OBJECTIVE
Reproduce all of the listing below without alteration.

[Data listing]

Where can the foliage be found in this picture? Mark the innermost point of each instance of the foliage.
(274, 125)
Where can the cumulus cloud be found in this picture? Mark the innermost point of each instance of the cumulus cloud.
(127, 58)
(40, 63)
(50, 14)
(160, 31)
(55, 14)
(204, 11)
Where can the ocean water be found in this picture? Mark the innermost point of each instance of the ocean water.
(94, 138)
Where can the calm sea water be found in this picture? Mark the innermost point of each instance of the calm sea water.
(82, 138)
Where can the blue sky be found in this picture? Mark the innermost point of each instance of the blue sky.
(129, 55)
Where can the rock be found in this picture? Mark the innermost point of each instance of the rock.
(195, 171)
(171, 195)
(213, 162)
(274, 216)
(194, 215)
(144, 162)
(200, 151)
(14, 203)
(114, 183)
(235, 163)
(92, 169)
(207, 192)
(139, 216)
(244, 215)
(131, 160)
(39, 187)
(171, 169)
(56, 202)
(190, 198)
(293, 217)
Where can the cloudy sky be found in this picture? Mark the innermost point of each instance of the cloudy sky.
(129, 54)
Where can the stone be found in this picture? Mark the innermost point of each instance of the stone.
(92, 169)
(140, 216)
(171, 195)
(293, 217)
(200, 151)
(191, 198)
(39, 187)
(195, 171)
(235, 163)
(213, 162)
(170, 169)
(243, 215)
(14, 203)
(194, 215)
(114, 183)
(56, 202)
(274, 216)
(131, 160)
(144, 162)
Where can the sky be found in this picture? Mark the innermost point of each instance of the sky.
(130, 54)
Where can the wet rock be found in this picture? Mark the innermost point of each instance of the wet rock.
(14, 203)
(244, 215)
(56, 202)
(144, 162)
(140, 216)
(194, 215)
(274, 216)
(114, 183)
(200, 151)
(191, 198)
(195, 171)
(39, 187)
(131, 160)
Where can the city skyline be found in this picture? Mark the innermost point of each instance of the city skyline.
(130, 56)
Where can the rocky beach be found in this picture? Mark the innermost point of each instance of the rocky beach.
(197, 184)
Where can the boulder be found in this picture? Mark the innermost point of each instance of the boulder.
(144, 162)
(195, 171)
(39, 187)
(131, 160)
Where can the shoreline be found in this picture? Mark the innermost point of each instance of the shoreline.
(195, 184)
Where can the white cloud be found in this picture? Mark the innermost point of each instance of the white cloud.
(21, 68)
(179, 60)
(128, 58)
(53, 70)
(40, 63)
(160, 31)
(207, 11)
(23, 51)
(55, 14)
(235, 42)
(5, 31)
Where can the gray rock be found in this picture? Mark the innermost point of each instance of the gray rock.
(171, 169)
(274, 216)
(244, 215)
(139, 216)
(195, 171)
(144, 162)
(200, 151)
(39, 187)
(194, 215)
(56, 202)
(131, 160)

SOLUTION BELOW
Where can the foliage be found in this picture? Mark the innermost point of each instance of the foliage.
(274, 125)
Where can the cumulus cloud be found in this picture? Mark the innermost point of each instance of the cumulus cloud.
(127, 58)
(40, 63)
(50, 14)
(160, 31)
(55, 14)
(204, 11)
Where can the ocean water be found in this picture? Mark the innermost point of each instance of the ocean water.
(94, 138)
Where can the calm sea water be found in this picture? Mark the innermost point of each instance of the calm sea water.
(82, 138)
Where can the blue sky be found in this picture? Mark the innermost point of each instance of the blue sky.
(129, 55)
Where can the rock be found in this picture? Mark the innermost point of each instance of the rock.
(195, 171)
(171, 195)
(213, 162)
(274, 216)
(194, 215)
(144, 162)
(200, 151)
(14, 203)
(114, 183)
(235, 163)
(92, 169)
(207, 192)
(139, 216)
(244, 215)
(131, 160)
(39, 187)
(171, 169)
(56, 202)
(190, 198)
(293, 217)
Where can the cloudy sky be found in this picture? Mark the innermost point of each instance of the cloudy sky.
(129, 54)
Where can the stone be found in this picture? Mark the innermost point of each instance of the stone.
(92, 169)
(140, 216)
(171, 195)
(293, 217)
(200, 151)
(191, 198)
(39, 187)
(195, 171)
(235, 163)
(213, 162)
(170, 169)
(243, 215)
(14, 203)
(194, 215)
(114, 183)
(56, 202)
(274, 216)
(131, 160)
(144, 162)
Where can the sky be found in this picture? Mark the innermost point of each instance of the sky.
(130, 54)
Where can the wet rock be found in this picture? Mark the innermost point of each instance of the wet rock.
(14, 203)
(244, 215)
(56, 202)
(144, 162)
(140, 216)
(194, 215)
(274, 216)
(114, 183)
(200, 151)
(191, 198)
(195, 171)
(39, 187)
(131, 160)
Where can the city skyline be found in this picture? Mark the innermost point of each instance of the city skyline.
(130, 56)
Where can the rocky beach be found in this picture? Mark the innermost point of each instance of the rocky beach.
(197, 184)
Where can the boulder be found in this picture? Mark the innermost point of each instance of the boulder.
(144, 162)
(195, 171)
(39, 187)
(131, 160)
Where can the shoreline be found in this picture? Mark the innermost point of each instance of the shoreline.
(195, 184)
Where can the white cloud be found in this picture? Mark the innermost point of each instance of the white cloud.
(21, 68)
(179, 60)
(128, 58)
(53, 70)
(40, 63)
(160, 31)
(207, 11)
(23, 51)
(55, 14)
(235, 42)
(5, 31)
Where can the gray rock be found in this picture? Mark the innermost point of each instance of the gray rock.
(171, 169)
(274, 216)
(244, 215)
(139, 216)
(195, 171)
(144, 162)
(200, 151)
(39, 187)
(194, 215)
(56, 202)
(131, 160)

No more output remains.